» DOCUMENTO DE ORIGEM
PROJETO DE INDICAÇÃO
N.º 394/2021
“INSTITUI A POLÍTICA ESTADUAL DE PROTEÇÃO E
ATENÇÃO INTEGRAL AOS ÓRFÃOS DO FEMINICÍDIO NO ESTADO DO CEARÁ.”
A
ASSEMBLEIA LEGISLATIVA DO ESTADO DO CEARA DECRETA:
Art. 1º Fica instituída, no
âmbito do Estado do Ceará, a Política Estadual de Proteção e Atenção Integral
aos órfãos do Feminicídio, voltada para a promoção de
atenção multissetorial de crianças e adolescentes
cujas mulheres responsáveis legais foram vítimas de Feminicídio.
Art. 2º Para os fins desta
Lei, consideram-se órfãos do feminicídio as crianças
e adolescentes dependentes de mulheres assassinadas em contexto de violência
doméstica e familiar ou de flagrante menosprezo e discriminação à condição de
mulher, caracterizando-se como crime de “Feminicídio”
nos termos que dispõe a Lei Federal nº 13.104, de 9 de
março de 2015, e a Lei Federal nº 11.340, de 7 de agosto de 2006.
§ 1º As mulheres vítimas de Feminicídio referidas no caput são todas aquelas que se autoidentificam com o gênero feminino, vedadas
discriminações por raça ou grupo étnico, orientação sexual, religião, cultura,
deficiência, idade, escolaridade e de outras naturezas, nos termos da Convenção
Interamericana para Prevenir, Punir e Erradicar a Violência contra a Mulher e
dispositivos correlatos.
§ 2º A execução da Política Estadual
de Proteção e Atenção Integral aos órfãos do Feminicídio
será orientada pela garantia da proteção integral e prioritária dos direitos
das crianças e dos adolescentes, preconizada pela Lei Federal nº 8.069, de 13
de julho de 1990.
§ 3º A Política Estadual de Proteção
e Atenção Integral aos órfãos do Feminicídio
compreende a promoção, entre outros, dos direitos à assistência social,
psicológica, à saúde, à alimentação, à moradia, à educação e à assistência
jurídica gratuita para órfãos do feminicídio,
compreendendo-os(as) também como vítimas colaterais da
violência de gênero.
§4º À criança e ao adolescente em
situação de orfandade decorrente do descrito no caput deste artigo será
concedido auxílio no valor de um salário mínimo a ser pago mensalmente, até o
alcance da maioridade civil.

» DADOS FORNECIDOS
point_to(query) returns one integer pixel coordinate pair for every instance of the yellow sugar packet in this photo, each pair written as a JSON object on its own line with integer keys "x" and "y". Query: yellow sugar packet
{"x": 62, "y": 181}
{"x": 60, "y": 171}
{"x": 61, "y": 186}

» SEU OBJETIVO
Altere o trecho do projeto de indicação que começa em "Art. 2º Para" e vai até "dispositivos correlatos.", substituindo "orientação sexual" por "identidade de gênero". Apresente o trecho inteiro já modificado. A listagem não tem nenhuma relação com o projeto de indicação.

» RESULTADO
Art. 2º Para os fins desta
Lei, consideram-se órfãos do feminicídio as crianças
e adolescentes dependentes de mulheres assassinadas em contexto de violência
doméstica e familiar ou de flagrante menosprezo e discriminação à condição de
mulher, caracterizando-se como crime de “Feminicídio”
nos termos que dispõe a Lei Federal nº 13.104, de 9 de
março de 2015, e a Lei Federal nº 11.340, de 7 de agosto de 2006.
§ 1º As mulheres vítimas de Feminicídio referidas no caput são todas aquelas que se autoidentificam com o gênero feminino, vedadas
discriminações por raça ou grupo étnico, identidade de gênero, religião, cultura,
deficiência, idade, escolaridade e de outras naturezas, nos termos da Convenção
Interamericana para Prevenir, Punir e Erradicar a Violência contra a Mulher e
dispositivos correlatos.